*PROMPT*: Rescale the part of the rows below that opens with the line containing "Does the image above contain any window frame?" and closes with the line containing "left=197, top=77, right=452, bottom=204", both lines included. Write out every line again, requests included, with each bounding-box coordinate in the answers multiplied by 1.45 and rounded to a whole number, halves rounded up.

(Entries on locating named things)
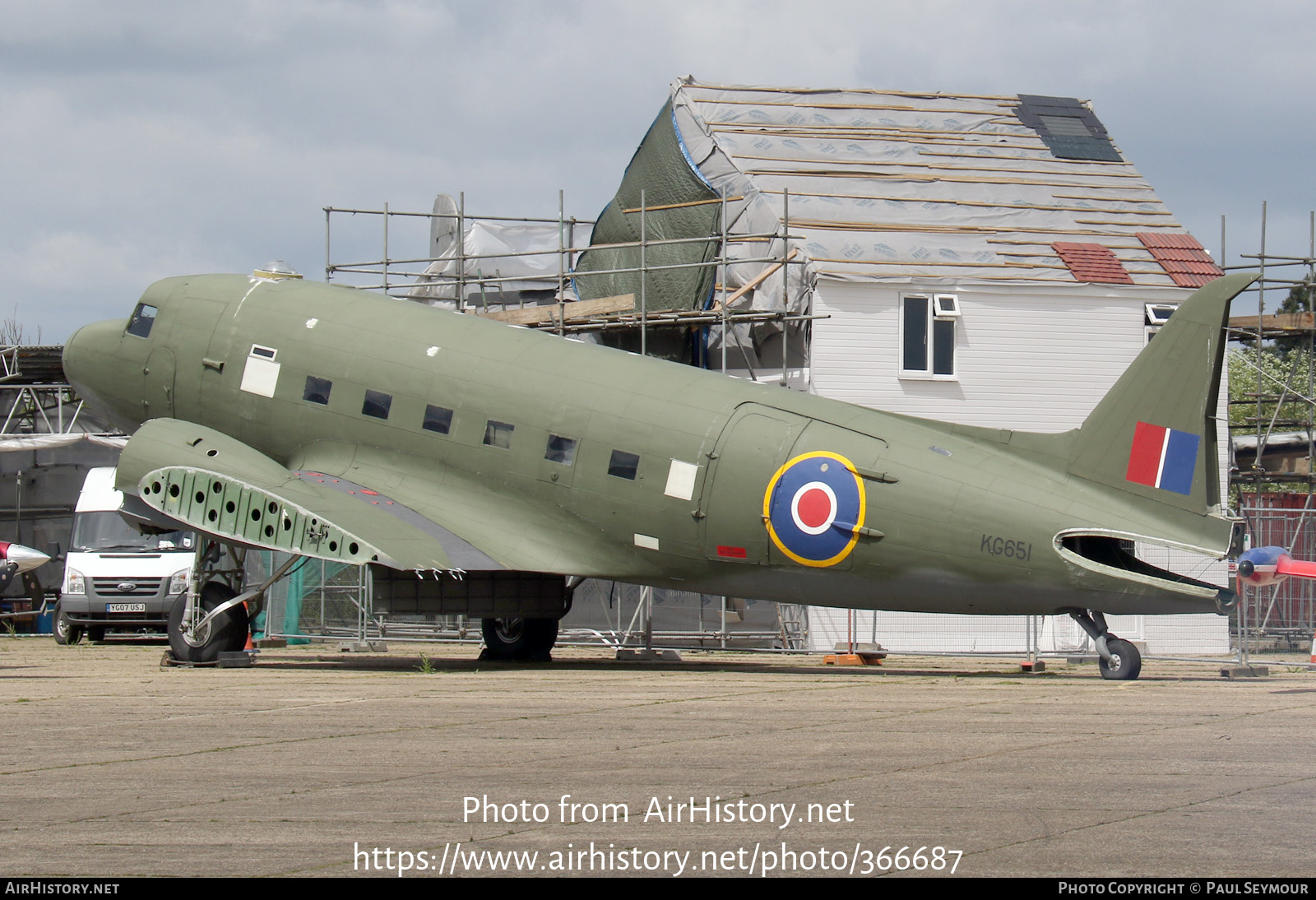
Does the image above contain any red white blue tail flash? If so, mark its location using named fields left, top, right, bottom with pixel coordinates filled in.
left=1124, top=422, right=1202, bottom=494
left=1239, top=547, right=1316, bottom=587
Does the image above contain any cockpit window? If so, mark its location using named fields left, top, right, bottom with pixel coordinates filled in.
left=127, top=303, right=155, bottom=336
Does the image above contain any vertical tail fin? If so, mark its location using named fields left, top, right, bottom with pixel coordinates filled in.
left=1068, top=274, right=1257, bottom=513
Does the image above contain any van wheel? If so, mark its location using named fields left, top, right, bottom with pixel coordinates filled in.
left=480, top=619, right=558, bottom=662
left=169, top=582, right=248, bottom=663
left=55, top=603, right=81, bottom=645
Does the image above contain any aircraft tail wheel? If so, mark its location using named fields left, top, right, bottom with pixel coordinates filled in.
left=169, top=582, right=248, bottom=663
left=55, top=603, right=81, bottom=645
left=1096, top=636, right=1142, bottom=681
left=480, top=619, right=558, bottom=662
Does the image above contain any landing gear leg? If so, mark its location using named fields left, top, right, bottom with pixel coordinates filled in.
left=1070, top=610, right=1142, bottom=681
left=480, top=619, right=558, bottom=662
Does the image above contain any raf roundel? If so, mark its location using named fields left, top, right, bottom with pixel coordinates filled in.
left=763, top=452, right=864, bottom=566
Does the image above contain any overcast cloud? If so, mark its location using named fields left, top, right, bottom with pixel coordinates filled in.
left=0, top=0, right=1316, bottom=342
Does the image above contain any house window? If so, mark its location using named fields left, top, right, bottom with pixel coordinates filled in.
left=900, top=294, right=959, bottom=379
left=1143, top=303, right=1179, bottom=343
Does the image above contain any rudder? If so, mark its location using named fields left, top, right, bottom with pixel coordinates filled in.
left=1068, top=272, right=1257, bottom=513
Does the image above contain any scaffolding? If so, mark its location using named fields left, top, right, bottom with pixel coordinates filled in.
left=324, top=191, right=816, bottom=389
left=1221, top=202, right=1316, bottom=654
left=318, top=191, right=816, bottom=652
left=0, top=347, right=123, bottom=632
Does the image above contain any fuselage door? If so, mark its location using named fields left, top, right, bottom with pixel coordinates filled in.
left=142, top=343, right=178, bottom=419
left=700, top=402, right=808, bottom=564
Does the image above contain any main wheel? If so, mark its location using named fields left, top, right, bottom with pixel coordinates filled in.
left=169, top=582, right=248, bottom=663
left=480, top=619, right=558, bottom=662
left=55, top=603, right=81, bottom=645
left=1096, top=637, right=1142, bottom=681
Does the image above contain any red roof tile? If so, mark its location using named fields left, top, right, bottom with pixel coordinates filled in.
left=1051, top=241, right=1133, bottom=284
left=1138, top=231, right=1224, bottom=287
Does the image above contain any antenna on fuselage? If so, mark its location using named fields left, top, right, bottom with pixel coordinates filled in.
left=252, top=259, right=301, bottom=281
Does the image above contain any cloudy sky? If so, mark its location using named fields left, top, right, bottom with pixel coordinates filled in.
left=0, top=0, right=1316, bottom=342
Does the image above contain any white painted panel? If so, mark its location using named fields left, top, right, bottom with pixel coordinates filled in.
left=663, top=459, right=699, bottom=500
left=242, top=356, right=279, bottom=397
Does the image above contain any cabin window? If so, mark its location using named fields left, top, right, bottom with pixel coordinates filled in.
left=301, top=375, right=333, bottom=404
left=544, top=434, right=577, bottom=466
left=608, top=450, right=640, bottom=481
left=484, top=419, right=516, bottom=450
left=360, top=391, right=393, bottom=419
left=127, top=303, right=156, bottom=336
left=419, top=406, right=452, bottom=434
left=900, top=294, right=961, bottom=379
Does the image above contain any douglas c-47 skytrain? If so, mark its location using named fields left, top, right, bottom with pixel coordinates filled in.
left=64, top=272, right=1253, bottom=679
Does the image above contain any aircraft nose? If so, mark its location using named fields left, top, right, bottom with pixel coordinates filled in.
left=63, top=318, right=142, bottom=432
left=63, top=315, right=123, bottom=399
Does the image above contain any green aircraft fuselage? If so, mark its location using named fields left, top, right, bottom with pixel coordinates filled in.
left=64, top=275, right=1246, bottom=615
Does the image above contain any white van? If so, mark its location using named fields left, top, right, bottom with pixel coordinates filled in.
left=55, top=467, right=196, bottom=643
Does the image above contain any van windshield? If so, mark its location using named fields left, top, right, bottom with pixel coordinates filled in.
left=72, top=512, right=196, bottom=553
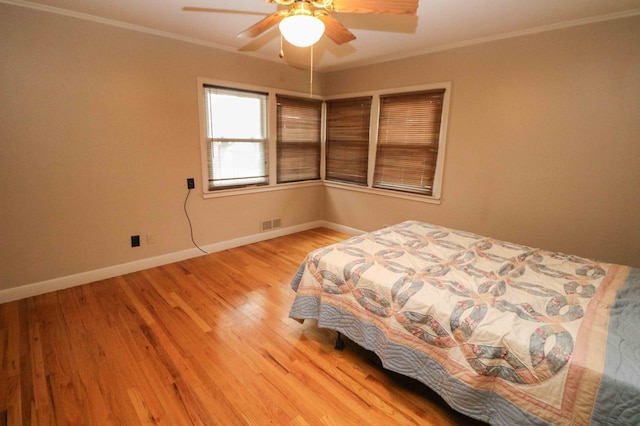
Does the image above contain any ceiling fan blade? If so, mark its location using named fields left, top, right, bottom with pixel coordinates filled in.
left=316, top=13, right=356, bottom=44
left=182, top=6, right=266, bottom=16
left=332, top=0, right=418, bottom=15
left=238, top=10, right=289, bottom=38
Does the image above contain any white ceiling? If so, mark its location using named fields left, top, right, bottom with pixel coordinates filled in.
left=5, top=0, right=640, bottom=71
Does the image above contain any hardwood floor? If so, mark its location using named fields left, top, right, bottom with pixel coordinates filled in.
left=0, top=229, right=480, bottom=426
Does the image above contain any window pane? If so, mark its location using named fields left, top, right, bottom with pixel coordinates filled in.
left=373, top=89, right=444, bottom=195
left=211, top=142, right=266, bottom=186
left=204, top=86, right=268, bottom=190
left=325, top=97, right=371, bottom=185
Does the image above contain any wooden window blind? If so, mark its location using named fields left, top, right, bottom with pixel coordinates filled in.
left=276, top=95, right=322, bottom=183
left=325, top=97, right=371, bottom=186
left=373, top=89, right=445, bottom=195
left=204, top=85, right=269, bottom=190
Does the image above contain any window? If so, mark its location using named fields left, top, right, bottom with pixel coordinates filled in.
left=325, top=96, right=371, bottom=186
left=373, top=89, right=445, bottom=195
left=204, top=85, right=269, bottom=190
left=276, top=95, right=322, bottom=183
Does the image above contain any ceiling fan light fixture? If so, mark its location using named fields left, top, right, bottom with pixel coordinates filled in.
left=280, top=15, right=324, bottom=47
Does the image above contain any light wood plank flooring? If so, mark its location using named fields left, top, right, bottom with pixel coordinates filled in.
left=0, top=228, right=479, bottom=426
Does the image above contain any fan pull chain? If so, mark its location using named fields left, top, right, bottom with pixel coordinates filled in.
left=278, top=33, right=284, bottom=59
left=309, top=44, right=313, bottom=98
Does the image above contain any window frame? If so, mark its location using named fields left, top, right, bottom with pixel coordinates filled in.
left=324, top=82, right=452, bottom=204
left=202, top=84, right=270, bottom=192
left=196, top=77, right=324, bottom=199
left=197, top=77, right=452, bottom=204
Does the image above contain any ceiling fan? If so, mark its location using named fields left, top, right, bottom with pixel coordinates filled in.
left=184, top=0, right=419, bottom=47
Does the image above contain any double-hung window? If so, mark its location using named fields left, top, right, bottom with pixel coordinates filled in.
left=325, top=96, right=371, bottom=186
left=204, top=85, right=269, bottom=191
left=373, top=89, right=445, bottom=195
left=276, top=95, right=322, bottom=183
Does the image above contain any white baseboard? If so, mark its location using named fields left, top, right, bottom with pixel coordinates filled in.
left=0, top=221, right=362, bottom=303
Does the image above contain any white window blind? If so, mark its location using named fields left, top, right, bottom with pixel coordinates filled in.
left=204, top=85, right=269, bottom=190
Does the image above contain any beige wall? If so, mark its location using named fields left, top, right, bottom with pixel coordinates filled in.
left=0, top=4, right=640, bottom=291
left=324, top=17, right=640, bottom=267
left=0, top=4, right=323, bottom=290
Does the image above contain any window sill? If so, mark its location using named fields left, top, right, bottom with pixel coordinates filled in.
left=323, top=181, right=440, bottom=204
left=202, top=180, right=323, bottom=199
left=203, top=180, right=440, bottom=204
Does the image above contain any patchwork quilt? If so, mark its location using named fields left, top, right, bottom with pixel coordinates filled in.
left=290, top=221, right=640, bottom=426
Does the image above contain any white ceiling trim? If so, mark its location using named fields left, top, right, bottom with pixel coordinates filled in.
left=5, top=0, right=640, bottom=72
left=328, top=7, right=640, bottom=72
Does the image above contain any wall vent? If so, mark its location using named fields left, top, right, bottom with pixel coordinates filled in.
left=260, top=219, right=282, bottom=231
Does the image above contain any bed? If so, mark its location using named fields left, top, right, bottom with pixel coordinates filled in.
left=289, top=221, right=640, bottom=426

*TASK RESULT*:
Does the image above contain any window frame? If so, mark its location using named fields left, top, right, bottom with pixel coordinates filled in.
left=470, top=119, right=655, bottom=296
left=293, top=122, right=392, bottom=278
left=284, top=112, right=470, bottom=289
left=286, top=112, right=655, bottom=296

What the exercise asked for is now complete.